### Your task
Starting at the line that contains "wedge in the photo above.", print every remaining line of the entries, unchanged, and output nothing more.

### Data for this exercise
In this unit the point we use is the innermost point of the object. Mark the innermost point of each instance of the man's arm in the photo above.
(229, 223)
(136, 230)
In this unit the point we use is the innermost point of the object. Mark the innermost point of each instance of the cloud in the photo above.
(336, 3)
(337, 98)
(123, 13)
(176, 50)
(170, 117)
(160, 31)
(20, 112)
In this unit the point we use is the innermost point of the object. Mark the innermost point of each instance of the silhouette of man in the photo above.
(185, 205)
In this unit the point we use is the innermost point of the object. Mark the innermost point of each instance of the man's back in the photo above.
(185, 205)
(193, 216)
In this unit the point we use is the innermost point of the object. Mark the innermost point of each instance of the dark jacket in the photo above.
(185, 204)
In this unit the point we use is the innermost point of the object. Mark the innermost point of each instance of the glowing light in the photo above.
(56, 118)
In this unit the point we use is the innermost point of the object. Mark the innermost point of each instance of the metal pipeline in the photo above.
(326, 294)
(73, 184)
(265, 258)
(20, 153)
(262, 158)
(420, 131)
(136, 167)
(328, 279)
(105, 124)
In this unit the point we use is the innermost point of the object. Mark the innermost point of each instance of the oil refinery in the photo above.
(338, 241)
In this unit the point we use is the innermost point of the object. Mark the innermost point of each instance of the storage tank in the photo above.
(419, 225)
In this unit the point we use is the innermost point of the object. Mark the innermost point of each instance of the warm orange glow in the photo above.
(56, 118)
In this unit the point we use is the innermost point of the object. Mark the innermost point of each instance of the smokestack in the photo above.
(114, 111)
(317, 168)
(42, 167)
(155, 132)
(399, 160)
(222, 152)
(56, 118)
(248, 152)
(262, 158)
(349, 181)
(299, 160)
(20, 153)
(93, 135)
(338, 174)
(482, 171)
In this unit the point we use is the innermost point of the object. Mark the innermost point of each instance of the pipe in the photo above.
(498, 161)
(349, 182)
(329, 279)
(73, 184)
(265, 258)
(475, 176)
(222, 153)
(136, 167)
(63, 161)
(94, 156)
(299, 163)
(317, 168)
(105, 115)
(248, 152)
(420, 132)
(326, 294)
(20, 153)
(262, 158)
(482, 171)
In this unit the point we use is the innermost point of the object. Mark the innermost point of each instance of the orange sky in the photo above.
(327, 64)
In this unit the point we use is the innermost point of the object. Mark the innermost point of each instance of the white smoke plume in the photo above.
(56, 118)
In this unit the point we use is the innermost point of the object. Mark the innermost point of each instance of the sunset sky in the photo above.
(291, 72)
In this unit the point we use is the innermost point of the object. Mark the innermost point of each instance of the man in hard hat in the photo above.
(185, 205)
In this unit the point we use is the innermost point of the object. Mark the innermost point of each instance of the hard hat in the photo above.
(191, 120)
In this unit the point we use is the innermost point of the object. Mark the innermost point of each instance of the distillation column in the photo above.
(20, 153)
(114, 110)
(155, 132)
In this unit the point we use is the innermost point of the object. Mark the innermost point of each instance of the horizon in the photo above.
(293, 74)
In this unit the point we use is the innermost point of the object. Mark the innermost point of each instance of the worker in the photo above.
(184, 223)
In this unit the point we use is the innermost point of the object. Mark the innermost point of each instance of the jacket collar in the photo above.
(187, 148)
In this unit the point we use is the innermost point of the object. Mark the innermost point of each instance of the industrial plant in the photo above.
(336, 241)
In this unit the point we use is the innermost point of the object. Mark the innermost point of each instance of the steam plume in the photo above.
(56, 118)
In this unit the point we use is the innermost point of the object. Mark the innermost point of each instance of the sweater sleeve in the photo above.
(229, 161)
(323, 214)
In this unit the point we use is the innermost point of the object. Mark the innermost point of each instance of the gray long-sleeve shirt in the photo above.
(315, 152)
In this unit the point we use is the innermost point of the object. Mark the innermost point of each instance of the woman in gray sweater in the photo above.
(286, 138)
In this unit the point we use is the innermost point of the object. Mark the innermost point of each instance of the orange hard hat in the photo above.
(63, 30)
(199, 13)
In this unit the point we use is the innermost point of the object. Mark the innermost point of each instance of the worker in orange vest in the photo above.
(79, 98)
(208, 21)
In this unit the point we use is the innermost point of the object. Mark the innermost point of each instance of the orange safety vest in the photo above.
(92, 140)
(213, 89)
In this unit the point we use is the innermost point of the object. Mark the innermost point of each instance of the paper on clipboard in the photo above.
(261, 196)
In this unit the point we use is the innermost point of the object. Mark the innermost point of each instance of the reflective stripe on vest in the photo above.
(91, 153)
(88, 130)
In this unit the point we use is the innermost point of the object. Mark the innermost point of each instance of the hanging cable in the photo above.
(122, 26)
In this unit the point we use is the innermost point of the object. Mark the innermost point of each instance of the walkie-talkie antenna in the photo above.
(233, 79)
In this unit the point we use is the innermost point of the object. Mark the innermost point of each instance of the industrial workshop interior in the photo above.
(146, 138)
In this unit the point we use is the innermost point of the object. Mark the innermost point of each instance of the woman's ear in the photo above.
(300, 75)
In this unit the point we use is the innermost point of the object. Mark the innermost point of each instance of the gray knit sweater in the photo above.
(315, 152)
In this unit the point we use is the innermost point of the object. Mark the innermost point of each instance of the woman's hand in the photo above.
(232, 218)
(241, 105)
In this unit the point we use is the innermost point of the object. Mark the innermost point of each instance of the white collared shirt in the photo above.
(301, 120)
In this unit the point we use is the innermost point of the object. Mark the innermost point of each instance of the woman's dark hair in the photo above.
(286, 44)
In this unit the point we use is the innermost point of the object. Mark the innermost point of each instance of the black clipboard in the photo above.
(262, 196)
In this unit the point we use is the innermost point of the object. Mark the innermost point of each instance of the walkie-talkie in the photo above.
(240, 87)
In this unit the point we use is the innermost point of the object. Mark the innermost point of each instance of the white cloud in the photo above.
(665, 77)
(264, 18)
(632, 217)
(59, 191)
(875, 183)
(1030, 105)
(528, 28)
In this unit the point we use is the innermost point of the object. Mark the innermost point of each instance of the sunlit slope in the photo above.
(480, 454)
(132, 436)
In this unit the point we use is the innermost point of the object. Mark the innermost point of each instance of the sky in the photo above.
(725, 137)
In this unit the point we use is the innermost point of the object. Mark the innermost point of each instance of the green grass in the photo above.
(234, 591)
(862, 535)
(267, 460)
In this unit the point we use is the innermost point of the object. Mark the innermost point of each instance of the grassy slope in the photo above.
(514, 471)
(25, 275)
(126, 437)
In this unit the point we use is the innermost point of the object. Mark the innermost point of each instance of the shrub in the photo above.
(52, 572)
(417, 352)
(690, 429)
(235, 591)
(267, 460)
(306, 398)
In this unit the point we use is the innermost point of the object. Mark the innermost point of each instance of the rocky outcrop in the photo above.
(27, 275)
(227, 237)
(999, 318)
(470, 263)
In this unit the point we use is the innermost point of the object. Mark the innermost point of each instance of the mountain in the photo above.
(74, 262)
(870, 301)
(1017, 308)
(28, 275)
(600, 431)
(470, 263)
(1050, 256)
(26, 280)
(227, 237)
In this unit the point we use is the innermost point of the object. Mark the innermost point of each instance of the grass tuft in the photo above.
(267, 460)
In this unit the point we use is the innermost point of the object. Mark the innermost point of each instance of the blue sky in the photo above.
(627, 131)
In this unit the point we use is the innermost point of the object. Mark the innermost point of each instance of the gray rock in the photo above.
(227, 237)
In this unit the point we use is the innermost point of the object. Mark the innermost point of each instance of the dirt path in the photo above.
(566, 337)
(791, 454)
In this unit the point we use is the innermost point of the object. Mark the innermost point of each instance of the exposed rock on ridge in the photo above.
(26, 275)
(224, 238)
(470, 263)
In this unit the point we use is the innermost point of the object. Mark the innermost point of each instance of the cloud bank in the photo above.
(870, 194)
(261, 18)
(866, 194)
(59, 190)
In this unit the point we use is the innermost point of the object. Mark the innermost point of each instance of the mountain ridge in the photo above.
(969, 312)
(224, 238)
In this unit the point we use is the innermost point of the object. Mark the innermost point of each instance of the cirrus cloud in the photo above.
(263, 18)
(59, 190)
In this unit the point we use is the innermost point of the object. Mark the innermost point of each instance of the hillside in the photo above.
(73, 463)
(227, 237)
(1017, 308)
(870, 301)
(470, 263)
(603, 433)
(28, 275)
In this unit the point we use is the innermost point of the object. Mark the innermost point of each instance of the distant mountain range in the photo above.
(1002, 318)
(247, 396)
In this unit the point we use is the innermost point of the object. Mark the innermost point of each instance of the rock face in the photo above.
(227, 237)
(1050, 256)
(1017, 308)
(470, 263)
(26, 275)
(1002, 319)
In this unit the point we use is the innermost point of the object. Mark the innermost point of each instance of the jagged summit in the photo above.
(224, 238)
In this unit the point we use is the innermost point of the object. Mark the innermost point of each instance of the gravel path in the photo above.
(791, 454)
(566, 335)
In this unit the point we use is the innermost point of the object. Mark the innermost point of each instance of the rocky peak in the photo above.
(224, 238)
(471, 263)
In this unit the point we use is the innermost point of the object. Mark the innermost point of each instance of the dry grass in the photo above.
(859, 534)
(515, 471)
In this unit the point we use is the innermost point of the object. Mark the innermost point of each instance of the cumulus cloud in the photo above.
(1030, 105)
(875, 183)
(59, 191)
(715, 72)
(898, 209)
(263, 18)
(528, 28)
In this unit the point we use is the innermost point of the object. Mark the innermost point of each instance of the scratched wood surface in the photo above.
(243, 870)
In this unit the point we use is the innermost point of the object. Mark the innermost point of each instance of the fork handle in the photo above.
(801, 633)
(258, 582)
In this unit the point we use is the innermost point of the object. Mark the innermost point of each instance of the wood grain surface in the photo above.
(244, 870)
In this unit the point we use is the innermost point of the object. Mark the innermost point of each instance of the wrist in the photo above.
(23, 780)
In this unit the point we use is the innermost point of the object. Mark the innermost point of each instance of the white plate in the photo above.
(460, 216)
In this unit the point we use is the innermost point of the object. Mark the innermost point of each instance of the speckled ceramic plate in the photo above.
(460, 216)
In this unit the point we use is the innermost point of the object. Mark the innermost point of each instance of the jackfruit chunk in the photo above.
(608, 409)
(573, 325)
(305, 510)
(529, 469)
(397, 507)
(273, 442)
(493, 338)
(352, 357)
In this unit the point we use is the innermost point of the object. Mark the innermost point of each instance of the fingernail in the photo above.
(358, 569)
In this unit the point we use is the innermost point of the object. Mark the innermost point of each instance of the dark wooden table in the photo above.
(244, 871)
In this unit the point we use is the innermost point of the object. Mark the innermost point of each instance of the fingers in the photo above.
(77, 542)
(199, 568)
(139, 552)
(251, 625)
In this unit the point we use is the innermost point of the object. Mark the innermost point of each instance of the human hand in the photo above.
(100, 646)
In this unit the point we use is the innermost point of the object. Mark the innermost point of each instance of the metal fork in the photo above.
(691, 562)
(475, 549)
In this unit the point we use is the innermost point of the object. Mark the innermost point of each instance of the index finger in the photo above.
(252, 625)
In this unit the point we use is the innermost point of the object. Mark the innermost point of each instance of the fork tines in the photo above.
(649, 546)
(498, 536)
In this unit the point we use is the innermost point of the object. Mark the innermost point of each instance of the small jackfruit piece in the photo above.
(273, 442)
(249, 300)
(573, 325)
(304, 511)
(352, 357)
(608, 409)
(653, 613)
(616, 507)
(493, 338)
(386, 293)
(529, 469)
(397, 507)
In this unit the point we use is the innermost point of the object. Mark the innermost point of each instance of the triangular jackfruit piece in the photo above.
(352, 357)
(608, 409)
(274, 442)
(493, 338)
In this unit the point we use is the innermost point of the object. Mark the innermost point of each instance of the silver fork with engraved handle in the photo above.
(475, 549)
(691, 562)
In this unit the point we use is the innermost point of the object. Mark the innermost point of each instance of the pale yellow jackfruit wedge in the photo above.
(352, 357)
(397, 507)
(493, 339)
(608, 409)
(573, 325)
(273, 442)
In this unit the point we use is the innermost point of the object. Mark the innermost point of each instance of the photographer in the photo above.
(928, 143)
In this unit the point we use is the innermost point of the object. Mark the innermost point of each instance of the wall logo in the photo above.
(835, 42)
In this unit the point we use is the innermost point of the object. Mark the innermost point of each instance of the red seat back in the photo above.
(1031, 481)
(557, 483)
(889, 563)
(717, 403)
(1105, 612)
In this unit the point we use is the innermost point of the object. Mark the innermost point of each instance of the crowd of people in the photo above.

### Output of the task
In this unit the point we use is the innermost point of the object. Mark the innermost point of each instance of the pale yellow jackfruit wedge in the photo above.
(352, 357)
(397, 507)
(493, 339)
(608, 409)
(573, 325)
(273, 442)
In this unit the point we use is the innermost point of the object. Mark the innermost point of each instance of the photographer in the photo above.
(928, 143)
In this unit the point we use is the innermost point of the object. Mark the innermost point of each instance of the wall logo in the photo above.
(835, 42)
In this unit the point we use is the innermost point of the object. Mark the innermost point of each instance of the red seat back in the photo above.
(1031, 481)
(557, 483)
(889, 563)
(717, 403)
(1105, 612)
In this unit the point we use is the innermost point of the object. Mark the innermost point of each instance of the crowd of people in the photo above.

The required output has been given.